Set down the data below once more, precisely as it reads.

**Given data:**
=-=-=

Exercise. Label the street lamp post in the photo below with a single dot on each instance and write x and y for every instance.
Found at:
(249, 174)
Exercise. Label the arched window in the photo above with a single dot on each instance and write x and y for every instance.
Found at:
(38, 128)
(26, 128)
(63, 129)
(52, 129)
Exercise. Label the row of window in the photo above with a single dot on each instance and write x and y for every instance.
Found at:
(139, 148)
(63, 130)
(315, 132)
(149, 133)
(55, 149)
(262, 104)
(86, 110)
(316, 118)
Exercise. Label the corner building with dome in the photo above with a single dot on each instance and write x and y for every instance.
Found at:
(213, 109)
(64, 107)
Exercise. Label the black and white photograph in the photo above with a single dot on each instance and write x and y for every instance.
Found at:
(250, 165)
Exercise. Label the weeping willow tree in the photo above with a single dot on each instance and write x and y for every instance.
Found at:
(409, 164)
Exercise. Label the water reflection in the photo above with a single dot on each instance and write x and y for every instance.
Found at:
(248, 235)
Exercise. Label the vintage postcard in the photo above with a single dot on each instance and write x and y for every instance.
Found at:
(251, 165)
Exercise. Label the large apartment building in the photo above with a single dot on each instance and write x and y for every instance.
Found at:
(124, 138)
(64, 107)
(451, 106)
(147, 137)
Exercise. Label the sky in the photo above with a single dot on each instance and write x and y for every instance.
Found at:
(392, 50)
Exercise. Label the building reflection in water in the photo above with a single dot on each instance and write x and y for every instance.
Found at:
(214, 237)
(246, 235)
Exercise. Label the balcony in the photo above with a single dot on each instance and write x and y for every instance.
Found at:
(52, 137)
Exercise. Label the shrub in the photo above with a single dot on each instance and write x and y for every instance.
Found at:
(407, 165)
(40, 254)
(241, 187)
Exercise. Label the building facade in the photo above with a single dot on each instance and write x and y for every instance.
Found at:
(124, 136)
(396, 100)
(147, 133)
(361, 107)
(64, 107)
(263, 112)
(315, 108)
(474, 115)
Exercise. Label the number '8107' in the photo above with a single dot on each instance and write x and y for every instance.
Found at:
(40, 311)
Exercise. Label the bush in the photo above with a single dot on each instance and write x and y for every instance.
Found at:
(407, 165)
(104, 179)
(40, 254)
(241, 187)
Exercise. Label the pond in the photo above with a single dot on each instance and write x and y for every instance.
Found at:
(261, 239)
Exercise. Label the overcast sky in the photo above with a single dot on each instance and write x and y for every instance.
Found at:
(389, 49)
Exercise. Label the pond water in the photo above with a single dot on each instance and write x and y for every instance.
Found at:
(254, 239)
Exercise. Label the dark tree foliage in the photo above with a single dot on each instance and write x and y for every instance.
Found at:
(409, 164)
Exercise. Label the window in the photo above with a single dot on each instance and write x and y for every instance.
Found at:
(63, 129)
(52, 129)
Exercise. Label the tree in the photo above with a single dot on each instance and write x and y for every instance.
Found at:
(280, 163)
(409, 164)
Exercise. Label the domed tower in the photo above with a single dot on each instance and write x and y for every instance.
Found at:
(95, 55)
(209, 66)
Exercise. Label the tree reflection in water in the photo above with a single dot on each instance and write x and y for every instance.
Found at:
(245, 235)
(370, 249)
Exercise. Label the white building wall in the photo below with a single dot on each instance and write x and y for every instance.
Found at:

=-=-=

**Answer for this exercise:**
Exercise. Label the street lamp post in the photo below with a single dot on each instance and write x and y for every instance.
Found at:
(249, 174)
Exercise. Label the arched window in the photo above with a single dot on each instance and write x and y for every instance.
Found at:
(38, 128)
(26, 128)
(63, 129)
(52, 129)
Exercise. Label the row of window in the photo above with a single dot on each instance and write x and y for every instance.
Found at:
(139, 148)
(63, 130)
(315, 132)
(149, 133)
(55, 149)
(262, 104)
(86, 110)
(316, 118)
Exercise. Label the corner building with dome in the photo above with a single dot on each instance and write x and y for every instance.
Found at:
(213, 109)
(64, 107)
Exercise. Label the black and white photograph in the photo above with a single dot on each instance and write x and y for every instance.
Found at:
(250, 165)
Exercise. Label the weeping willow tree in the photo above with a single dot on each instance and write x and y for every instance.
Found at:
(409, 164)
Exercise. Label the water reflection in the photo above with a single dot on each instance and write x and y for every instance.
Found at:
(248, 235)
Exercise. Label the vintage postcard in the photo above with a single dot on each instance and write x and y for every instance.
Found at:
(251, 165)
Exercise. Label the large apartment building in the photo above with a single dot on each instance and write x and y for every instance.
Found at:
(124, 138)
(64, 107)
(451, 106)
(147, 137)
Exercise. Label the sky in the photo above with a single dot on each instance and write x and y for every instance.
Found at:
(392, 50)
Exercise. Label the building reflection in water in the photo above with a single dot on each instance and write x and y for every instance.
Found at:
(214, 237)
(246, 235)
Exercise. Label the balcony in the photo above with a single dot on each instance and write x and y for every instance.
Found at:
(52, 137)
Exercise. Label the shrub in the photo above with a single dot on each instance and write x and y for every instance.
Found at:
(407, 165)
(40, 254)
(241, 187)
Exercise. Label the building facade in the photo above with a single dot on each instance and write x and y for every instance.
Found at:
(124, 136)
(396, 100)
(147, 133)
(361, 107)
(64, 107)
(263, 112)
(315, 108)
(474, 115)
Exercise. Label the number '8107' in the photo above with a single dot on each instance and write x and y for every instance.
Found at:
(40, 311)
Exercise. Label the bush in the photo above with a single dot on each instance and write x and y for every instance.
Found at:
(407, 165)
(104, 179)
(40, 254)
(241, 187)
Exercise. Label the pond in the photo above with a single dot on each instance and write x and y for every instance.
Found at:
(261, 239)
Exercise. Label the overcast sky in the photo above with a single dot on each instance and write x and y for every instance.
Found at:
(389, 49)
Exercise. Label the pond water in the photo above with a single dot on each instance and write x and y for every instance.
Found at:
(254, 239)
Exercise. Label the dark tree foliage in the photo above with a single dot on each instance and write x and y for every instance.
Found at:
(409, 164)
Exercise. Label the window in the photo above with a single dot on each instance and write x and y for every instance.
Found at:
(63, 129)
(52, 129)
Exercise. Label the tree in the photo above with a single dot on each instance and write x and y for every instance.
Found at:
(280, 163)
(409, 164)
Exercise. Label the domed tower in the photo above with a single dot on each instance and write x and y for every instance.
Found at:
(95, 55)
(209, 66)
Exercise. Label the tree reflection in water in the photo above with a single dot on each instance and write x and y for every instance.
Found at:
(245, 235)
(370, 249)
Exercise. Label the white building wall in the photo below with a single dot on each instance and write x and y for every instance.
Found at:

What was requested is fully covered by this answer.